Text provided -

━━━━━━━━

Payment Gateway Timings

HomeAway has relationships with multiple Payment Gateways. By collecting timing data, we are able to compare gateways with each other and perform other explorations. We have a centralized service (called “HAPI”) to manage gateway connections. This service presents a common interface to clients, converts the common data into gateway-specific requests, makes the request and responds back to the client. It also indexes three main timestamps associated with the payment gateways:

HAPI Sequence Diagram

  1. When did HAPI get the initial request
  2. When did HAPI send the request to the gateway
  3. When did HAPI get the response from the gateway

By subtracting #3 from #2, we can see how long a gateway takes to process a request, and we can break them out by gateway:

HAPI Sequence Diagram

From top to bottom, the gateways are “Braspag,” “Cybersource,” “Intuit,” “PayflowPro” and “Yapstone.” These gateways cover different business lines at HomeAway and provide a rare opportunity to compare gateway response times. Many reasons exist to choose between gateways; response time is just one facet. In tabular form, the summary statistics (in seconds) look like:

Gateway Minimum Median Mean Maximum Geometric Mean
Braspag 0.010 2.456 2.959 540.6 2.438
Cybersource 0.210 1.477 1.787 204.9 1.591
Intuit 0.003 2.710 3.130 143.2 2.765
PayflowPro 0.004 0.643 0.776 60.24 0.684
Yapstone 0.007 2.084 2.196 1627 1.978

The geometric mean and other geometric statistics are used because this is a timing analysis, and response times are well-modeled as right-sided, log-normal curves. The minimum and maximum values show a pretty wide disparity in observations. I wanted to trim the data to keep only the points within two (geometric) standard deviations from the (geometric) mean:

Gateways

Essentially, the middle data has the same “shape” as the entire dataset, but without the egregious tails.

━━━━━━━━

Excerpted data -

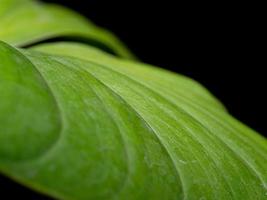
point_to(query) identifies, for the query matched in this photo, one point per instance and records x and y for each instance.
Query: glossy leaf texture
(120, 130)
(26, 22)
(77, 123)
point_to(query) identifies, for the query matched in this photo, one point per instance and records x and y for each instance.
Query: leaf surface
(127, 132)
(26, 22)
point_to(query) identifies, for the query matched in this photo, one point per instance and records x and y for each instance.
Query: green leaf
(77, 123)
(127, 130)
(25, 22)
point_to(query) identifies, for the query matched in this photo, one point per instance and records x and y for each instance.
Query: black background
(220, 45)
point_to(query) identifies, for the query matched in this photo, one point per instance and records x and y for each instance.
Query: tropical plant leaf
(78, 123)
(121, 130)
(25, 22)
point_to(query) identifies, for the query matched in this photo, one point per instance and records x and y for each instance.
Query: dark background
(220, 45)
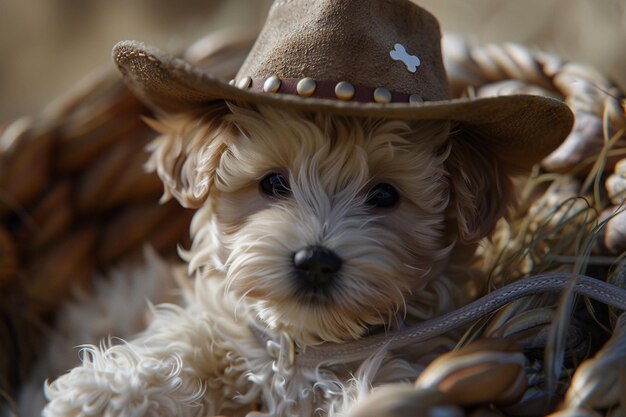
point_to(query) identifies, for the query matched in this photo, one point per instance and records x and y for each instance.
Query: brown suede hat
(369, 58)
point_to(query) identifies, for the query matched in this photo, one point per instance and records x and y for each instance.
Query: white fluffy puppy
(341, 191)
(317, 228)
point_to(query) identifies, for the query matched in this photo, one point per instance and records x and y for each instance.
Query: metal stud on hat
(382, 95)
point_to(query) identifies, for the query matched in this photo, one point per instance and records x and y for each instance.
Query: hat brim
(520, 129)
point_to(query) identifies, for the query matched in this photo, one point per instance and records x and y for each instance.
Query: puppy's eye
(276, 185)
(383, 195)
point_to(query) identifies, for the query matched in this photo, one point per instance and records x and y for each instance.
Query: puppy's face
(322, 225)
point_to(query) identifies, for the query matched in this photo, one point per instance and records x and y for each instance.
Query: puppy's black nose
(316, 264)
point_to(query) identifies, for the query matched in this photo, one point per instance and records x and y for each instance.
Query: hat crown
(393, 44)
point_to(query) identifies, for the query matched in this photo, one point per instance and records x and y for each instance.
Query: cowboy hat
(367, 58)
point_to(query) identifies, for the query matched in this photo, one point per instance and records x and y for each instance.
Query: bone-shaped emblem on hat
(399, 54)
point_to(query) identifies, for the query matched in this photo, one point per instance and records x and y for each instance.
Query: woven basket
(75, 199)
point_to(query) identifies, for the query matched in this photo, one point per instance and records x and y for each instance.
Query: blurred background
(46, 46)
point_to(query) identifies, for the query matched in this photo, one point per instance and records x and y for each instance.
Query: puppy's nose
(316, 264)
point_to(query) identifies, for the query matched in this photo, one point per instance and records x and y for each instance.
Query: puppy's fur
(400, 264)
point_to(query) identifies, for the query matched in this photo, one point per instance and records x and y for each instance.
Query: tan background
(47, 45)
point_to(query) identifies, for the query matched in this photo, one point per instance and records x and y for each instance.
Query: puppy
(310, 228)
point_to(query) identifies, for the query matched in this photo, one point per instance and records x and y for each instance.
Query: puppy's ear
(482, 189)
(187, 153)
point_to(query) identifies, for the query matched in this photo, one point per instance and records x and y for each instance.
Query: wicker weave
(75, 200)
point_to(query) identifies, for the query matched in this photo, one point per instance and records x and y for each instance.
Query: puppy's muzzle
(316, 266)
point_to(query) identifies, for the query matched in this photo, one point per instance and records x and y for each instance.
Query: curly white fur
(398, 264)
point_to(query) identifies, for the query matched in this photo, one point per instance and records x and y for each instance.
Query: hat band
(308, 87)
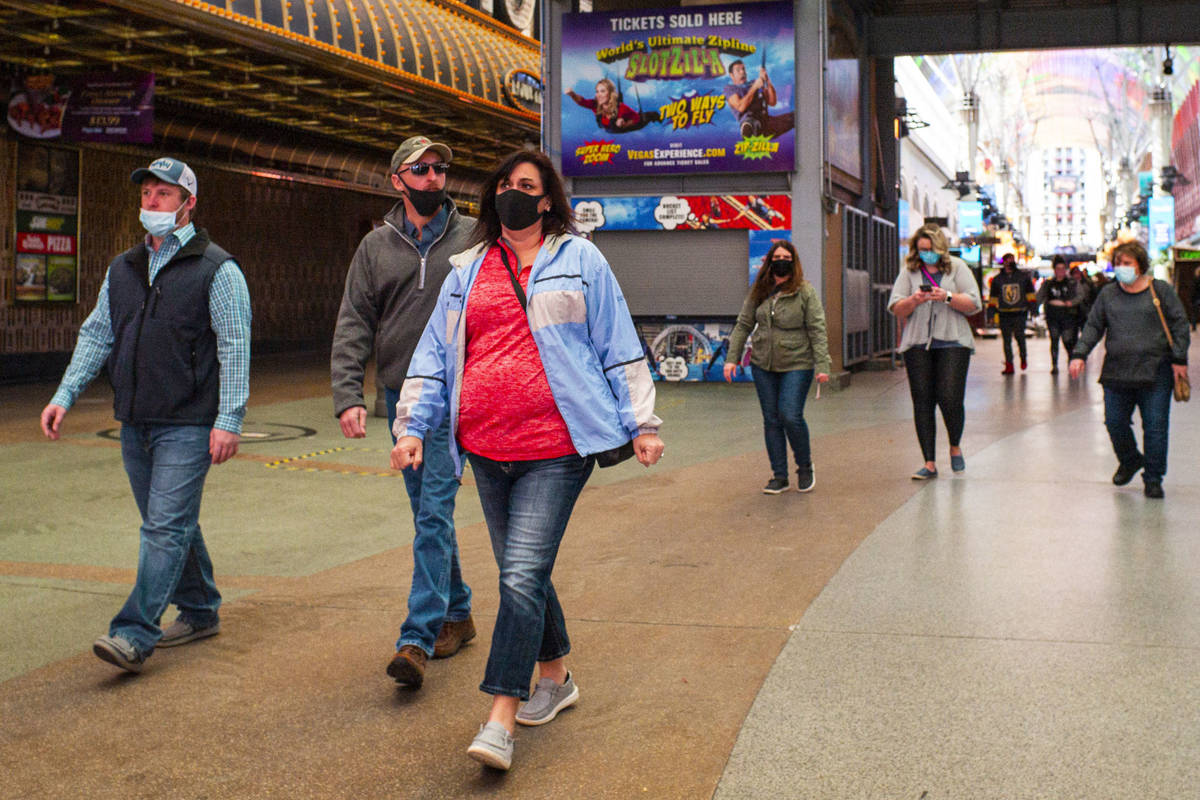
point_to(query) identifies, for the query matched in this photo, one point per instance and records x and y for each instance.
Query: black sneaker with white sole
(775, 486)
(805, 479)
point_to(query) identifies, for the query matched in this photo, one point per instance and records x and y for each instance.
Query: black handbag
(615, 456)
(609, 457)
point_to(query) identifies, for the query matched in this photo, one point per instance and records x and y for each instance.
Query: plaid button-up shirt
(229, 317)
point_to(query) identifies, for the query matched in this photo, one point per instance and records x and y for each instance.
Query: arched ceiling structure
(1062, 97)
(360, 73)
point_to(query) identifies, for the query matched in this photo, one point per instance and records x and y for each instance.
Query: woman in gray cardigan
(935, 295)
(1139, 365)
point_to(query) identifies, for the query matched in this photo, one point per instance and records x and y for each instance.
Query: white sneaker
(549, 698)
(492, 746)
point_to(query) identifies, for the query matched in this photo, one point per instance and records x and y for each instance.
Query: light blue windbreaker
(589, 349)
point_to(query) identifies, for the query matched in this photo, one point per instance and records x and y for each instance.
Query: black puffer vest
(163, 364)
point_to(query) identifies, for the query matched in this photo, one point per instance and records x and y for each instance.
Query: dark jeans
(1013, 325)
(527, 505)
(1062, 328)
(937, 378)
(167, 465)
(781, 396)
(1155, 405)
(438, 593)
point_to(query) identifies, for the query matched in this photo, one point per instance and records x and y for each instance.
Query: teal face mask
(1125, 275)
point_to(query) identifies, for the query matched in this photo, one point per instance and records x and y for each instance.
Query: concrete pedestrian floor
(1023, 630)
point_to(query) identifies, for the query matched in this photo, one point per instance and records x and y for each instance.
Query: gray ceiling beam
(987, 29)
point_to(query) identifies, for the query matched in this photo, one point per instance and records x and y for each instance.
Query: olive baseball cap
(414, 148)
(168, 170)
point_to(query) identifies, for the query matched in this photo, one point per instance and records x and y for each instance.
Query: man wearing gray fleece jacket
(390, 292)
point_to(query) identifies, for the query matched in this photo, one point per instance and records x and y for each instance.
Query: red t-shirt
(505, 409)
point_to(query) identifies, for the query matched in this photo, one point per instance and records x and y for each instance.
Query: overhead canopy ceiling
(363, 73)
(915, 26)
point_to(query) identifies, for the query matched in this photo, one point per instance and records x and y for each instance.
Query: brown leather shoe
(407, 666)
(453, 636)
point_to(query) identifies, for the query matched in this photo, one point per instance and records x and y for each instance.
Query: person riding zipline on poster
(750, 101)
(612, 114)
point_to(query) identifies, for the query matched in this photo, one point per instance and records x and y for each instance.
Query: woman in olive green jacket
(789, 347)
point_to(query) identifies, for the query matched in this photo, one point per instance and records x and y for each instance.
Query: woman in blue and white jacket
(533, 354)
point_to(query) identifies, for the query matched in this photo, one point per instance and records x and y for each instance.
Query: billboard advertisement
(47, 250)
(1162, 223)
(679, 90)
(971, 224)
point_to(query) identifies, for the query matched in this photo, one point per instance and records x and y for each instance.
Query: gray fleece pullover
(390, 293)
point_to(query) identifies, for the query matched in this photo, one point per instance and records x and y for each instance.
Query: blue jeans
(527, 505)
(781, 396)
(1155, 404)
(438, 593)
(167, 464)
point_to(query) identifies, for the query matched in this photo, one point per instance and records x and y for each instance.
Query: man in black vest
(172, 326)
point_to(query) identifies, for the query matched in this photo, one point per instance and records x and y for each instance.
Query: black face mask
(517, 210)
(781, 268)
(425, 203)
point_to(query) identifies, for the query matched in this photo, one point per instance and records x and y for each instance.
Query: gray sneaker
(492, 746)
(180, 632)
(549, 698)
(119, 653)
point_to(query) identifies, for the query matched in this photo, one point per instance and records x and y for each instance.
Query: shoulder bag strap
(1158, 307)
(516, 284)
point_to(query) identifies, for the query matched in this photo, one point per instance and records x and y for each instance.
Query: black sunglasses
(423, 167)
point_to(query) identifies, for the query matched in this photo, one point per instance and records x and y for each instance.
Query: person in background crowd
(172, 325)
(1087, 293)
(935, 295)
(1139, 365)
(533, 356)
(789, 348)
(390, 292)
(1011, 296)
(1060, 299)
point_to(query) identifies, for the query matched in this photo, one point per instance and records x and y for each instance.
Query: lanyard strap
(516, 284)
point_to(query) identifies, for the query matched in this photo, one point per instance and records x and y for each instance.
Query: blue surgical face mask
(159, 223)
(1125, 275)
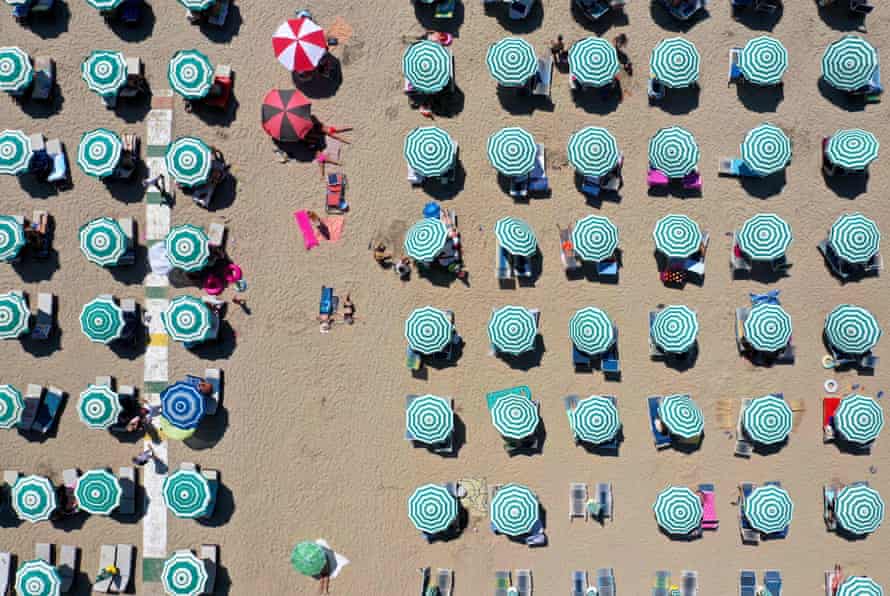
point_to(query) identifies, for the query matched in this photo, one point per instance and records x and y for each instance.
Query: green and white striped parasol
(852, 149)
(11, 406)
(859, 419)
(33, 498)
(511, 61)
(516, 237)
(766, 149)
(16, 72)
(37, 578)
(14, 316)
(681, 415)
(675, 62)
(430, 151)
(103, 241)
(188, 319)
(98, 492)
(764, 60)
(189, 161)
(102, 320)
(514, 510)
(595, 238)
(849, 63)
(104, 71)
(426, 239)
(432, 509)
(764, 237)
(98, 407)
(513, 330)
(512, 151)
(677, 236)
(515, 416)
(15, 152)
(428, 330)
(859, 509)
(768, 328)
(593, 151)
(678, 510)
(184, 574)
(190, 74)
(12, 238)
(767, 420)
(593, 61)
(769, 509)
(675, 329)
(99, 152)
(855, 238)
(427, 66)
(852, 329)
(591, 330)
(429, 419)
(673, 150)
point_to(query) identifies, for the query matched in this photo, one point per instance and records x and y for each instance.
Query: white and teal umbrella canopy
(430, 419)
(37, 578)
(675, 329)
(677, 236)
(190, 74)
(513, 330)
(15, 152)
(11, 406)
(852, 329)
(14, 316)
(769, 509)
(678, 510)
(859, 509)
(99, 152)
(765, 237)
(595, 420)
(852, 149)
(591, 330)
(855, 238)
(33, 498)
(681, 415)
(104, 71)
(184, 574)
(767, 420)
(859, 419)
(515, 416)
(516, 236)
(764, 60)
(102, 241)
(102, 320)
(848, 63)
(593, 151)
(98, 492)
(766, 149)
(430, 151)
(98, 407)
(16, 72)
(426, 239)
(427, 66)
(675, 62)
(189, 161)
(12, 238)
(512, 151)
(768, 328)
(188, 319)
(432, 509)
(511, 61)
(514, 510)
(428, 330)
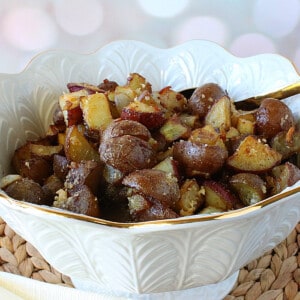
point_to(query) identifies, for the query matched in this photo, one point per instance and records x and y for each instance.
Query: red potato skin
(272, 117)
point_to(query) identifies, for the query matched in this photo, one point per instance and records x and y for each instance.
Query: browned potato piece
(250, 188)
(206, 135)
(126, 127)
(9, 179)
(174, 129)
(204, 97)
(112, 175)
(36, 168)
(191, 198)
(81, 200)
(77, 147)
(155, 211)
(127, 153)
(96, 111)
(108, 85)
(272, 117)
(217, 195)
(253, 155)
(45, 151)
(210, 210)
(284, 175)
(286, 143)
(153, 183)
(87, 173)
(199, 159)
(168, 165)
(27, 190)
(145, 111)
(172, 101)
(219, 114)
(60, 166)
(51, 185)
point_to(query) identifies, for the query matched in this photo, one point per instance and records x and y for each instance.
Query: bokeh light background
(244, 27)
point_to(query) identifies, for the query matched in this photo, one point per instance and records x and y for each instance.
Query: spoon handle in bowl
(287, 91)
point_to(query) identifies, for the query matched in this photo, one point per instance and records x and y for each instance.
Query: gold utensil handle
(288, 91)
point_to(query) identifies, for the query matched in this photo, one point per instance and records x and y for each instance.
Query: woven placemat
(275, 275)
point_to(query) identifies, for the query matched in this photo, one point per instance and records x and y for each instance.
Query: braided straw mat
(275, 275)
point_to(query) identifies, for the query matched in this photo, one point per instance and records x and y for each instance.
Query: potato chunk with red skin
(219, 196)
(253, 155)
(142, 209)
(166, 186)
(204, 97)
(126, 127)
(147, 203)
(27, 190)
(125, 146)
(81, 200)
(250, 188)
(127, 153)
(199, 159)
(272, 117)
(283, 176)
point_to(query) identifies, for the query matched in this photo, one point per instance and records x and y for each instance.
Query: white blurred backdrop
(244, 27)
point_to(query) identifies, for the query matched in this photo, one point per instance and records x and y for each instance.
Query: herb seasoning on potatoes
(127, 153)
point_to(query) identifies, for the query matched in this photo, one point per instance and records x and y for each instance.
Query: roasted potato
(127, 153)
(96, 111)
(77, 147)
(204, 97)
(166, 186)
(283, 176)
(126, 127)
(272, 117)
(199, 159)
(219, 114)
(27, 190)
(219, 196)
(250, 188)
(144, 110)
(286, 143)
(81, 200)
(87, 173)
(253, 155)
(191, 198)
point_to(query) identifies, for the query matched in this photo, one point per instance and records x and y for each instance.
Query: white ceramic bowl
(185, 254)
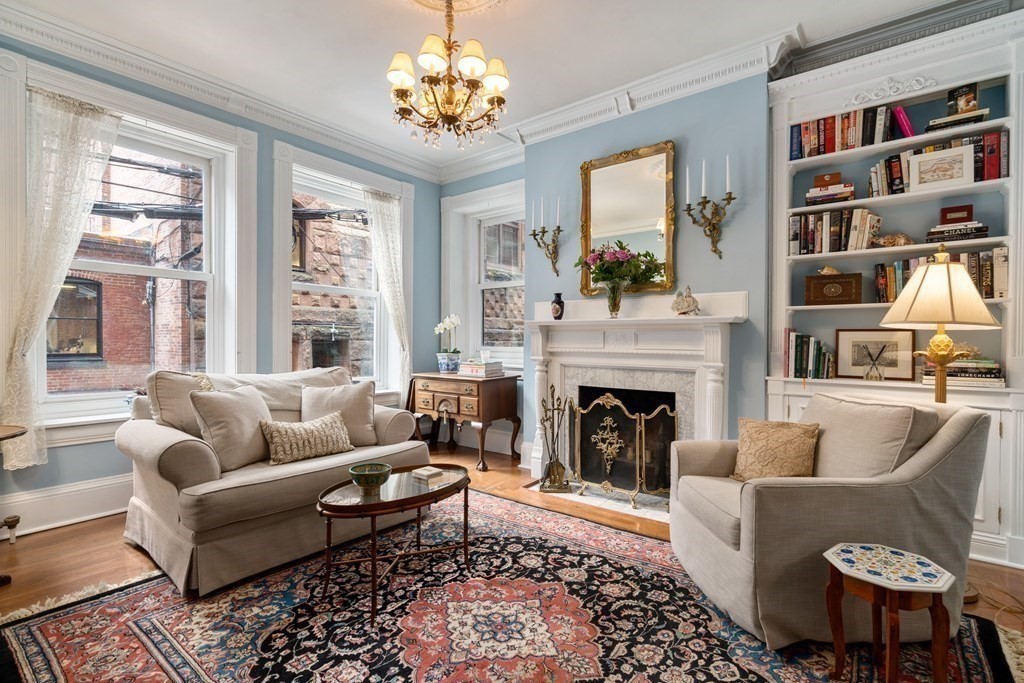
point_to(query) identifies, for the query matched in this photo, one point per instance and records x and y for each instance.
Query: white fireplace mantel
(646, 337)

━━━━━━━━

Actions to take -
(a) According to the payment gateway timings text, why are geometric statistics used for the analysis?
(b) Go on with the text on payment gateway timings from the point where it stops.

Responses for each task -
(a) Because this is a timing analysis, and response times are well-modeled as right-sided, log-normal curves.

(b)
The data and charts above were calculated via the following R statements. The “geomean” and “geosd” functions calculate the geometric mean and standard deviation; R really should have geometric statistics built-in.

Source code:

require(ggplot2) 
require(RCurl) 

geomean <- function(x, na.rm = FALSE, trim = 0, ...) { 
	exp(mean(log(x, ...), na.rm = na.rm, trim = trim, ...)) 
} 

geosd <- function(x, na.rm = FALSE, ...) { 
	exp(sd(log(x, ...), na.rm = na.rm, ...)) 
}

 # # no empty gateway selector codes and no _TEST ones either # 
myCSV = getURL("https://tsar/solr/select/?q=!requestType:TOKENIZE%20AND%20gatewaySelectorCode:[*%20TO%20*]%20AND%20-gatewaySelectorCode:*_TEST%20AND%20requestReceived:[2011-10-01T00:00:00.000Z%20TO%20NOW/DAY]&fl=requestType,success,gatewaySelectorCode,requestReceived,requestTransmitted,responseReceived&sort=requestReceived%20desc&wt=csv&rows=1000000", userpwd="uid:andpassword") 

t=read.csv(textConnection(myCSV), stringsAsFactors=F) 
t$responseReceived = strptime(t$responseReceived, format="%Y-%m-%dT%H:%M:%OSZ") 
t$requestTransmitted = strptime(t$requestTransmitted, format="%Y-%m-%dT%H:%M:%OSZ") 
t$requestReceived = strptime(t$requestReceived, format="%Y-%m-%dT%H:%M:%OSZ") 

#clean up an annoying problem 
t$gatewaySelectorCode= gsub("([A-Z]),.*", "\\1", 
t$gatewaySelectorCode)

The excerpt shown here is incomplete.